REQUIREMENT —
All lines from the one containing "Target: burned tree trunk" through the end of the data below must be reproduced exactly, and no others.

BEGIN RECORDS FOR THIS TASK

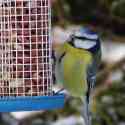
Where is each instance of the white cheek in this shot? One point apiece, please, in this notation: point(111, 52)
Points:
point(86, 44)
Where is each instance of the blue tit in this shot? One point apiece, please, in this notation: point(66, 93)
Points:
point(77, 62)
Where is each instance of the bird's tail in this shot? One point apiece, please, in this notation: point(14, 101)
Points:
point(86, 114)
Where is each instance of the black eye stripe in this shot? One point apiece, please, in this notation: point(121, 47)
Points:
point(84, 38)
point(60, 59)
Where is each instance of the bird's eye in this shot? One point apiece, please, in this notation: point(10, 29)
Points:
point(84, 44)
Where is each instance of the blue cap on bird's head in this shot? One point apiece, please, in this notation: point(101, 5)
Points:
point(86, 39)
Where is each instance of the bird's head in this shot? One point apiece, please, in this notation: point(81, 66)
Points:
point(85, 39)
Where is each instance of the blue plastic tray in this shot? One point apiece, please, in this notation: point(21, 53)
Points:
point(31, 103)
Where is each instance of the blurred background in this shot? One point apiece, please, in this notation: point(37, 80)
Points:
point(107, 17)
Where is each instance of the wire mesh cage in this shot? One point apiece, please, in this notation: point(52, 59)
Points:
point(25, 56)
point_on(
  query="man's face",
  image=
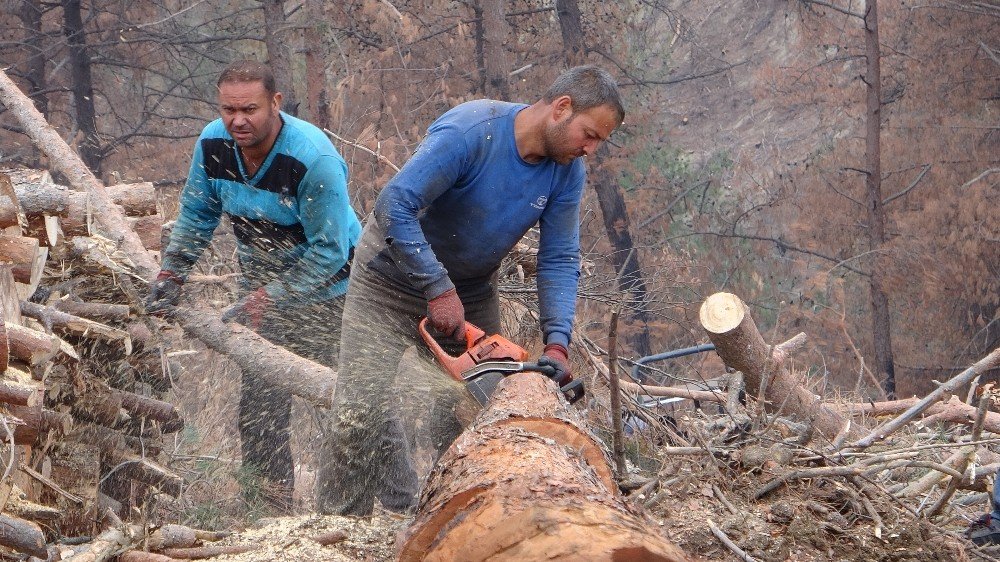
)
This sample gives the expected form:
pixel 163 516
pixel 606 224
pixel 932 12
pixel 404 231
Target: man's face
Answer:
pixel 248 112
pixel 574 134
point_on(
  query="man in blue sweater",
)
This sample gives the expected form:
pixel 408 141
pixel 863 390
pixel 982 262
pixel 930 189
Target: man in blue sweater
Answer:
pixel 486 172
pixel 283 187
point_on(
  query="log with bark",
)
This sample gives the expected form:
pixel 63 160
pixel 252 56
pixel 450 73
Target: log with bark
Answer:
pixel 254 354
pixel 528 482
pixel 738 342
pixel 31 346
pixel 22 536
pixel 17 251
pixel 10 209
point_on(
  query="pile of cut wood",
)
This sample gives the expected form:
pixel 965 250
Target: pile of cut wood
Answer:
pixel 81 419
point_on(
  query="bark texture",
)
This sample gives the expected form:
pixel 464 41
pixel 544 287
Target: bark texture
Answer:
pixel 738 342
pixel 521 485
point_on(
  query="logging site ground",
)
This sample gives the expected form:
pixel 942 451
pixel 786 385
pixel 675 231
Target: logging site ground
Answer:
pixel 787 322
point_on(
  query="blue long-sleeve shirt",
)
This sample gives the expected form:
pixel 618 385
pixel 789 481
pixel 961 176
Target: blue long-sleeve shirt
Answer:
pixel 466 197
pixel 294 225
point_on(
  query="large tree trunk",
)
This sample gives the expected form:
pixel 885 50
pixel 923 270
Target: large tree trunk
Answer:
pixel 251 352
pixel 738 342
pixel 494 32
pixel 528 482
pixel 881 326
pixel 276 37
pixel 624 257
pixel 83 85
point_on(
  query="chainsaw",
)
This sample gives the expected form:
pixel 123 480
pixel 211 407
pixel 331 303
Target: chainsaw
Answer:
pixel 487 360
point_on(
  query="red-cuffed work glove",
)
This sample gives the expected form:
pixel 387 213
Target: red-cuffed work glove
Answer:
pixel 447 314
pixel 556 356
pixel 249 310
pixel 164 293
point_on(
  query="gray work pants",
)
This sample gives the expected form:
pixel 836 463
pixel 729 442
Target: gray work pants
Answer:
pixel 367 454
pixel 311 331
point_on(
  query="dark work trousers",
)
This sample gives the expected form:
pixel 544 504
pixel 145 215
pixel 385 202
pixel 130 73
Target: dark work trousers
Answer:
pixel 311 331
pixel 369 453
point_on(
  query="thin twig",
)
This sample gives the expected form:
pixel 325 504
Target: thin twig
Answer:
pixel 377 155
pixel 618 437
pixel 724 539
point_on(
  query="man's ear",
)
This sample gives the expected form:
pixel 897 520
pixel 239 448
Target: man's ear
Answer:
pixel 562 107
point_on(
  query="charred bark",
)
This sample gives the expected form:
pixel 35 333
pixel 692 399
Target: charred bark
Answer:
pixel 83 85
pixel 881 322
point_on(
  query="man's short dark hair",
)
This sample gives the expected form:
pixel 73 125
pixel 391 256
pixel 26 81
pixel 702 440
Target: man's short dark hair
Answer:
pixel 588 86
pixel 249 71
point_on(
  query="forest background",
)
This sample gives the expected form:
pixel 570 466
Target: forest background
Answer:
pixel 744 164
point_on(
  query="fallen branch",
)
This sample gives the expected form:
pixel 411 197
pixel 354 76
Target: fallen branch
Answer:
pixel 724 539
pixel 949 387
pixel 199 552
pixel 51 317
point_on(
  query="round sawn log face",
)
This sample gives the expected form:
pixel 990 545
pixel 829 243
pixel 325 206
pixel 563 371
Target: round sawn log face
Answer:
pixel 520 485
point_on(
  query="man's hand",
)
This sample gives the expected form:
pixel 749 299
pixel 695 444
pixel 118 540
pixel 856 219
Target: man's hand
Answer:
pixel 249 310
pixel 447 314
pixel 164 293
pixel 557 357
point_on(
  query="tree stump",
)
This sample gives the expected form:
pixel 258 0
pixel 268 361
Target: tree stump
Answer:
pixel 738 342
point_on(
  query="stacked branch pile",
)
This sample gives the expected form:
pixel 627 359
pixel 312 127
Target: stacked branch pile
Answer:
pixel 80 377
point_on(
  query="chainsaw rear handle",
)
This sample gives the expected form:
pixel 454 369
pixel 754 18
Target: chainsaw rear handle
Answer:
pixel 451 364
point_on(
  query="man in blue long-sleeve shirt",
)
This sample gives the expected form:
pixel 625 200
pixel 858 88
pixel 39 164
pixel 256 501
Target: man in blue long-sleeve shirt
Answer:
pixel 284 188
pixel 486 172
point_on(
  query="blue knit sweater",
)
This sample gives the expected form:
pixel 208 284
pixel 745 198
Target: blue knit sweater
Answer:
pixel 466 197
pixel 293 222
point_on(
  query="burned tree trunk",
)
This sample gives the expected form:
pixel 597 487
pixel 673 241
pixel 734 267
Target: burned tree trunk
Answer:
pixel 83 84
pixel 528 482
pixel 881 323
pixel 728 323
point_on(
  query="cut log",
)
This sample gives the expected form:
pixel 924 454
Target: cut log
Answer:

END RECORDS FOR THIS TASK

RESPONSE —
Target: burned tree trunk
Answer:
pixel 83 84
pixel 528 482
pixel 881 323
pixel 728 323
point_on(
  query="cut log",
)
This sample gives the expected form:
pixel 924 454
Target: cut log
Answer:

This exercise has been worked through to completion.